### Problems
**A)** Repeat word for word the part of the text on beliefs about death that runs from "Buddhist (Tibetan)" to "known as Nirvana.".
**B)** According to the text on beliefs about death, what did early students of aboriginal legend find was believed to happen to the dead?

### Extract to read

They that are born are destined to die; and the dead to be brought to life again; and the living to be judged, to know, to make known, and to be made conscious that He is God, He the Maker, He the Creator, He the Discerner, He the Judge, He the Witness, He the Complainant; He it is that will in future judge, blessed be He, with whom there is no unrighteousness, nor forgetfulness, nor respect of persons, nor taking of bribes. Know also that everything is according to reckoning; and let not your imagination give you hope that the grave will be a place of refuge for you. For perforce you were formed, and perforce you were born, and perforce you live, and perforce you will die, and perforce you will in the future have to give account and reckoning before the King of kings, the Holy One, blessed be He.

Australian Aboriginal

Australian Aboriginal "Dream Time" represents the home of the Gods, psychic messages, spirits and ancestors; it is a place where time and space have little meaning. Many Aborigines still live their lives according to rules handed down for millennia through story and song.

There is also a strong sense of spiritual feeling attached to many of the decisions made by aborigines. They base their lives on intuitive hunches and the ability to empathize with the emotions and actions of others, even at a distance. Mythology tells of whole tribes responding to an inner call to move out of danger to another place. They have harnessed the powers that we may all possess at some level, but which modern Western society has driven down into the deep recesses of the mind. We have become conditioned to assume that communing with spirits and sensing the oneness of all things is superstitious nonsense. Yet as a result we have lost touch with basic survival skills that may once have kept us alive in a hostile environment.

Early students of aboriginal legend discovered the belief that the dead were "taken to the sky" and eventually brought to Earth again. Those who were returned would do so in a trance, bemused by the mourning of their friends and relatives who thought them dead. They would be treated with reverence, and many became shamans. Whether these were legends of survival or examples of near death experiences, one can appreciate the impact they made on aboriginal culture and the importance placed upon the view that we do have spirit and that it survives bodily extinction.

Buddhist (Tibetan)

Everyone has returned from death. Many persons do no believe this because they cannot remember it, yet although they have no memory of their birth, they do not doubt that they were born. The supreme goal is to be born no more. This can be accomplished when one understands that the world is an illusion, a mental construct. This knowledge, plus a willingness to understand that the self is likewise an illusion, liberates one to merge with the Universal Mind, the divine mind of Buddha, in the state of enlightenment known as Nirvana.

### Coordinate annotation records

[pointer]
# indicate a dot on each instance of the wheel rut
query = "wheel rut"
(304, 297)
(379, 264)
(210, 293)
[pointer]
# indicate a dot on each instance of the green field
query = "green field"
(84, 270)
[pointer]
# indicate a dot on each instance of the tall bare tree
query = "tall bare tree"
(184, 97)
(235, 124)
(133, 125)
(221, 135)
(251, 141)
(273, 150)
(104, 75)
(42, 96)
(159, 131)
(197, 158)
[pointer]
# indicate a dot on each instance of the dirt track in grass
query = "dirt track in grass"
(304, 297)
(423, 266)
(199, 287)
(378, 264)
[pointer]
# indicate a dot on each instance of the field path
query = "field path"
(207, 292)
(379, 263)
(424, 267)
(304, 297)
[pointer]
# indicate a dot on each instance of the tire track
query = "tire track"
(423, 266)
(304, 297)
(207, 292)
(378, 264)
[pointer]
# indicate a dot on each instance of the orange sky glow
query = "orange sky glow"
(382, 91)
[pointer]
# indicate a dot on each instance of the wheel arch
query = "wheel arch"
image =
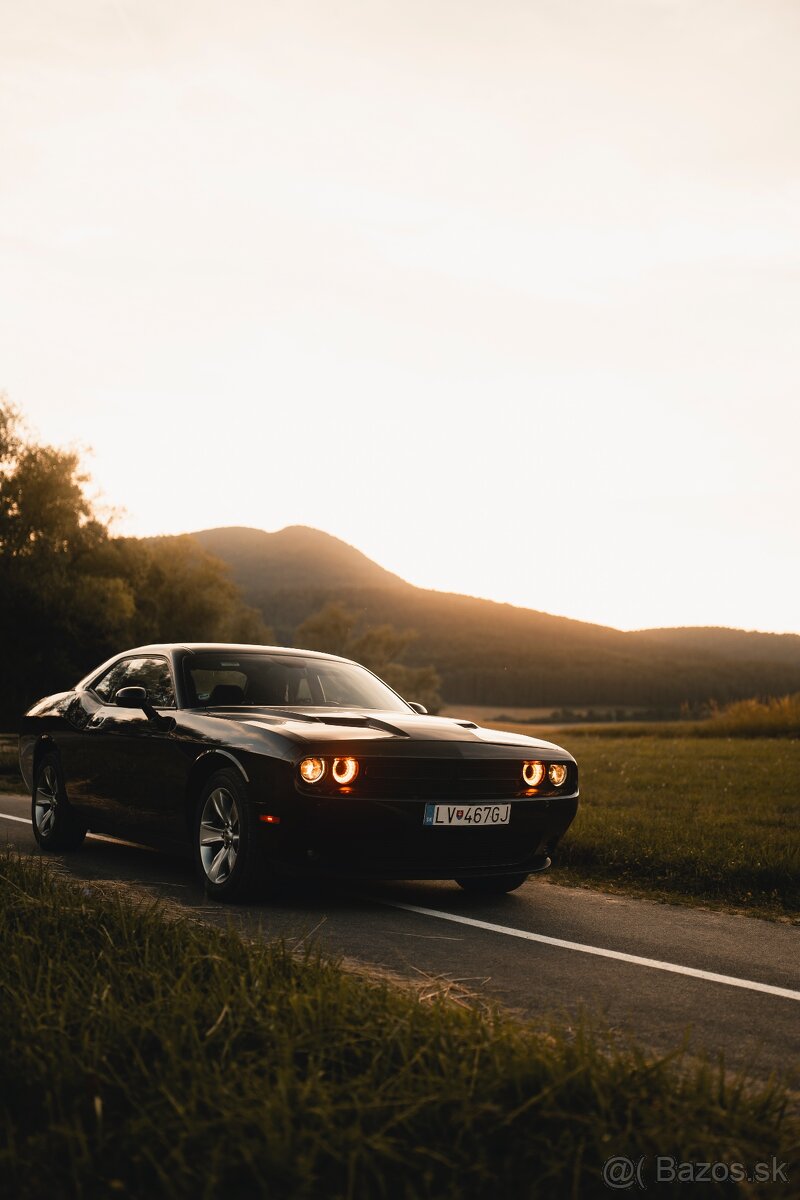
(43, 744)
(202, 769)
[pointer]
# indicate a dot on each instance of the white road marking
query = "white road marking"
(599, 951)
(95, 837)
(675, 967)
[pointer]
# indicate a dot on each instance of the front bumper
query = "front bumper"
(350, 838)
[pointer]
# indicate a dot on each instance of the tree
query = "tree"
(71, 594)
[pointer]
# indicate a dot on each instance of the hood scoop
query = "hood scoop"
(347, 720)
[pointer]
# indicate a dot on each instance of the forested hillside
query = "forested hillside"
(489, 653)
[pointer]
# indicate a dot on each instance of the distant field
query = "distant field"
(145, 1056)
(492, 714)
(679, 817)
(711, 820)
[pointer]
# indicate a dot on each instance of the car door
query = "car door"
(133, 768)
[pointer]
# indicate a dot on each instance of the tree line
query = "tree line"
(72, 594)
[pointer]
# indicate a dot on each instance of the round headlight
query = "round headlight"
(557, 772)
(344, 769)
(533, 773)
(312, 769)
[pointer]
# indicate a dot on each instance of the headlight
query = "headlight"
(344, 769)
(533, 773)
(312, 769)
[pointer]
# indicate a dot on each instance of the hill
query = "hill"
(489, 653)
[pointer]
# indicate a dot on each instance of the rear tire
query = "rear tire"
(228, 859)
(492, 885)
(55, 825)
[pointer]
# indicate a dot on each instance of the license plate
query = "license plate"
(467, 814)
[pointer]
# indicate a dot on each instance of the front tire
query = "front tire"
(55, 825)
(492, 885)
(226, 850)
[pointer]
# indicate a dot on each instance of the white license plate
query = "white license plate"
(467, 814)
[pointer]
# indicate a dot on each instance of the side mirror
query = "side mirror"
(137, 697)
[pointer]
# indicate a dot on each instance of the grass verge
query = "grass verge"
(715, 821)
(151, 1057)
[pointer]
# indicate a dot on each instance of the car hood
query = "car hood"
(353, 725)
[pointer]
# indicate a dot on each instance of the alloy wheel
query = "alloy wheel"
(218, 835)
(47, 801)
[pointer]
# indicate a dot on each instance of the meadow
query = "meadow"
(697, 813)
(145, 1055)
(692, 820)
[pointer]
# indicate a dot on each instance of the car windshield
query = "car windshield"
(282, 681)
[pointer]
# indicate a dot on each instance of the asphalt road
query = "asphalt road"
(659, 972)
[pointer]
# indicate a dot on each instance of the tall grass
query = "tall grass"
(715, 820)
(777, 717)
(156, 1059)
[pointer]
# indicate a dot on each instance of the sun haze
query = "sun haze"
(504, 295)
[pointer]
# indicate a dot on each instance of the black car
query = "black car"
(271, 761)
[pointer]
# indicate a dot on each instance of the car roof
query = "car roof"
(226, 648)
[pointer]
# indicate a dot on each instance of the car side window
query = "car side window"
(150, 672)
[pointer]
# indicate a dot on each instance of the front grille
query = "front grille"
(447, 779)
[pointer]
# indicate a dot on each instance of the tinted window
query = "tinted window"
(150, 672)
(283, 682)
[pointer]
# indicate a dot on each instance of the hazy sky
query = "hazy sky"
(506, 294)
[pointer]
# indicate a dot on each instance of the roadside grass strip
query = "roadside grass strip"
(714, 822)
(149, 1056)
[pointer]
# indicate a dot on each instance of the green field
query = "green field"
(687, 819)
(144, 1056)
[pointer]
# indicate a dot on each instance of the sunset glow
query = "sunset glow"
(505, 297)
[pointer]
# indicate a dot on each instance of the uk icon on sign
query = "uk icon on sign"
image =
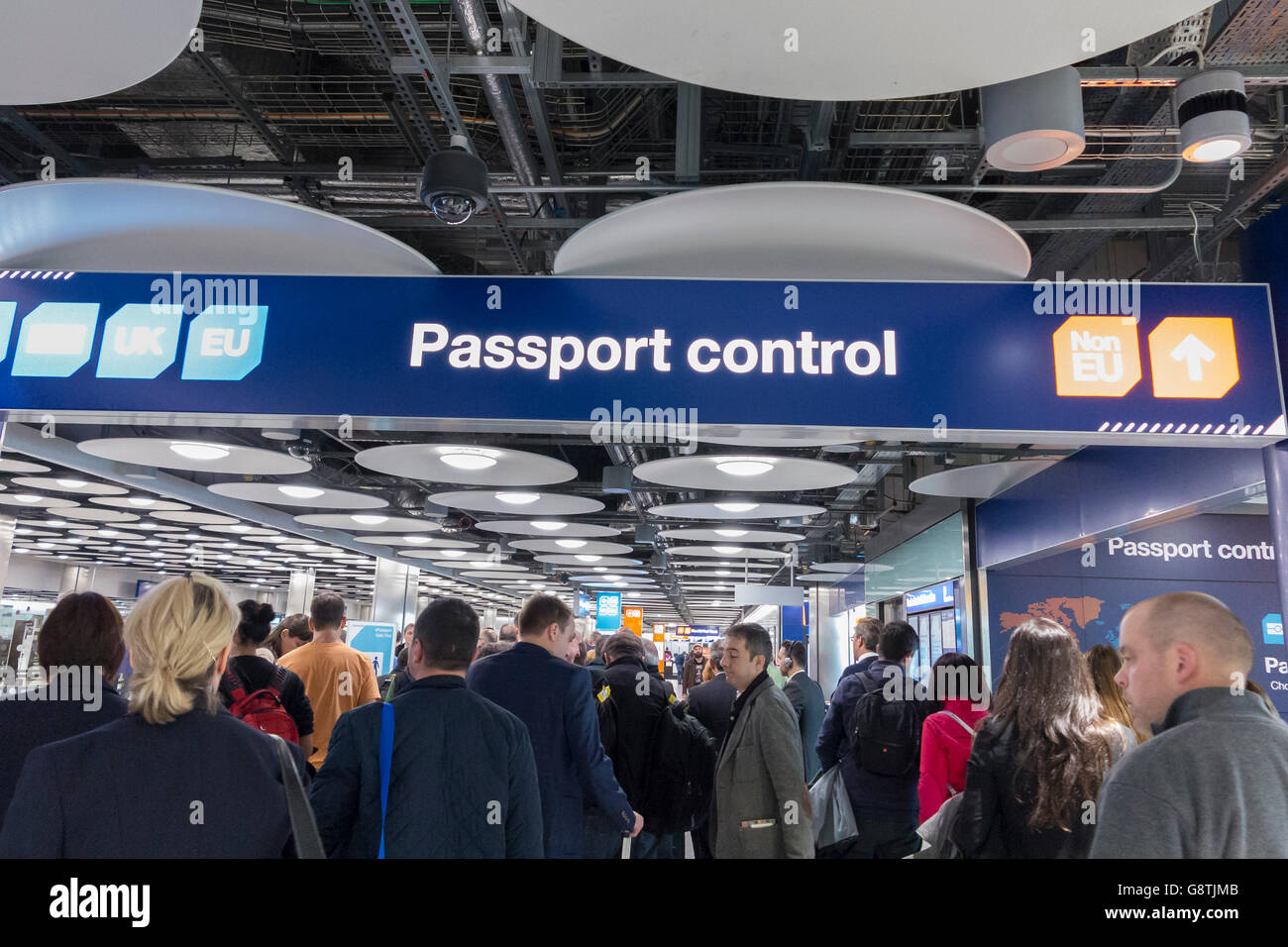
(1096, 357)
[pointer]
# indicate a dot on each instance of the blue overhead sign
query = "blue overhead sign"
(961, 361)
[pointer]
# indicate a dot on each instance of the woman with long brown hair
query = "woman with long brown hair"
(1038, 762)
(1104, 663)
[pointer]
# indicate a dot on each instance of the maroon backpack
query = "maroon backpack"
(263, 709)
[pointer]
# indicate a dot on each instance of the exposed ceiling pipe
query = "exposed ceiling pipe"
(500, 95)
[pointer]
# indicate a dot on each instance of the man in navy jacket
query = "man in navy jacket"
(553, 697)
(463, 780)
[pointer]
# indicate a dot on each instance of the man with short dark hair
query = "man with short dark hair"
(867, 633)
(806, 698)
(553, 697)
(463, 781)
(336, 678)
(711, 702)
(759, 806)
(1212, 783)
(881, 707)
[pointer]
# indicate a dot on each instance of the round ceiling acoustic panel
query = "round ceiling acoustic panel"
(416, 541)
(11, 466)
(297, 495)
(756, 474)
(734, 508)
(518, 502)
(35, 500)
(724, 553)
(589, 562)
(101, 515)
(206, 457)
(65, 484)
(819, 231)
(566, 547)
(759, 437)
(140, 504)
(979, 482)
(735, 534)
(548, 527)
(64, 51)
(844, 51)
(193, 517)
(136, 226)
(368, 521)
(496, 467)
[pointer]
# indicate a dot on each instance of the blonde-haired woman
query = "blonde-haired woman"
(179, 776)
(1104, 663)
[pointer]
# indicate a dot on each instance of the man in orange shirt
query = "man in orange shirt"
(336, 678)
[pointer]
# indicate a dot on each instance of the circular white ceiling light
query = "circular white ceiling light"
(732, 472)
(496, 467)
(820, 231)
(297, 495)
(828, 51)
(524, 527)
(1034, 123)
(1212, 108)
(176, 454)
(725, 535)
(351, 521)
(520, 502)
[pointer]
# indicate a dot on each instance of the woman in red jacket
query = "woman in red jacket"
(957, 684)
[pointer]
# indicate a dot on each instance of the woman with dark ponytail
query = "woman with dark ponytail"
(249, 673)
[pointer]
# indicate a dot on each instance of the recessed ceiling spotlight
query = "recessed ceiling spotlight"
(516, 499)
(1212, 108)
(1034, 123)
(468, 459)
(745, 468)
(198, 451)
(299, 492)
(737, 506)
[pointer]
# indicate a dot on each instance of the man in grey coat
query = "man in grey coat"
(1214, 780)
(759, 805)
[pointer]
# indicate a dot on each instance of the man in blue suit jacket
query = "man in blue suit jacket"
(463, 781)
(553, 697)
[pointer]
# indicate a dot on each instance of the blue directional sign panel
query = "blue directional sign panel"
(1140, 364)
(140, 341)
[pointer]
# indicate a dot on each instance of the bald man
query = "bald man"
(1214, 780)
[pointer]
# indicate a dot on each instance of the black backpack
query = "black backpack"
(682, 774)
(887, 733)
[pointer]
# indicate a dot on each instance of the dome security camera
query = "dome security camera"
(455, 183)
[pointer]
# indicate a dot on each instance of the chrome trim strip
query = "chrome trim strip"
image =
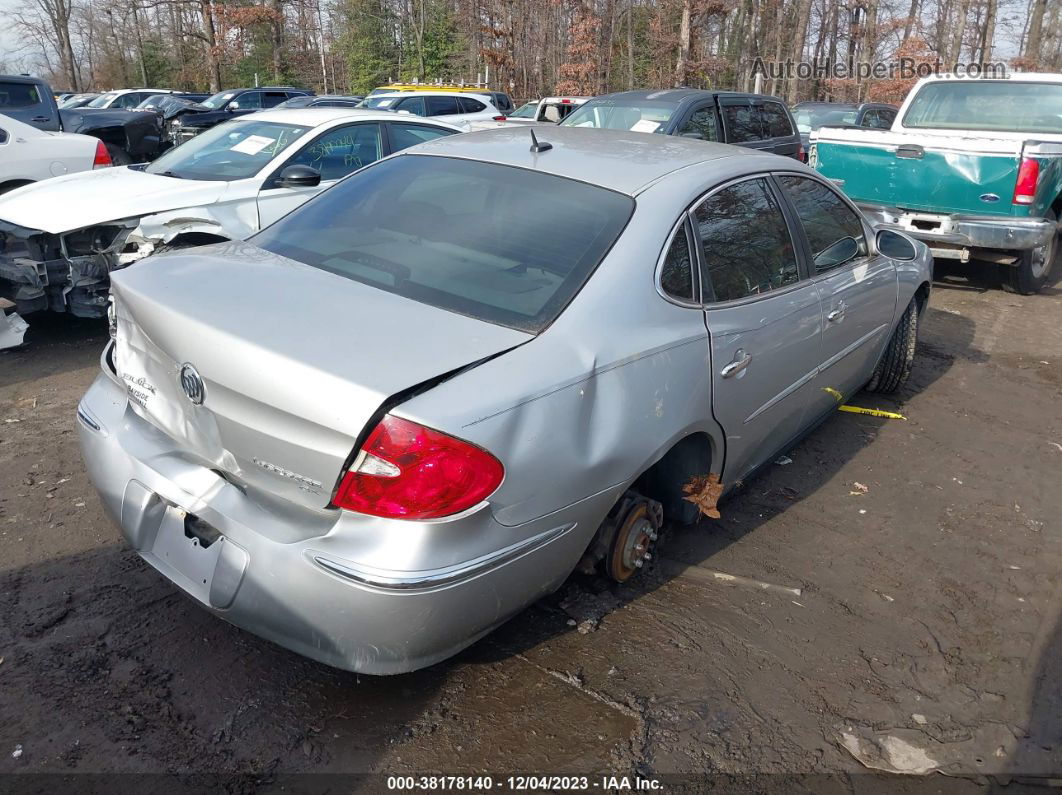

### Expected results
**A)**
Buddhist (Tibetan)

Everyone has returned from death. Many persons do no believe this because they cannot remember it, yet although they have no memory of their birth, they do not doubt that they were born. The supreme goal is to be born no more. This can be accomplished when one understands that the world is an illusion, a mental construct. This knowledge, plus a willingness to understand that the self is likewise an illusion, liberates one to merge with the Universal Mind, the divine mind of Buddha, in the state of enlightenment known as Nirvana.

**B)** The dead were "taken to the sky" and eventually brought to Earth again.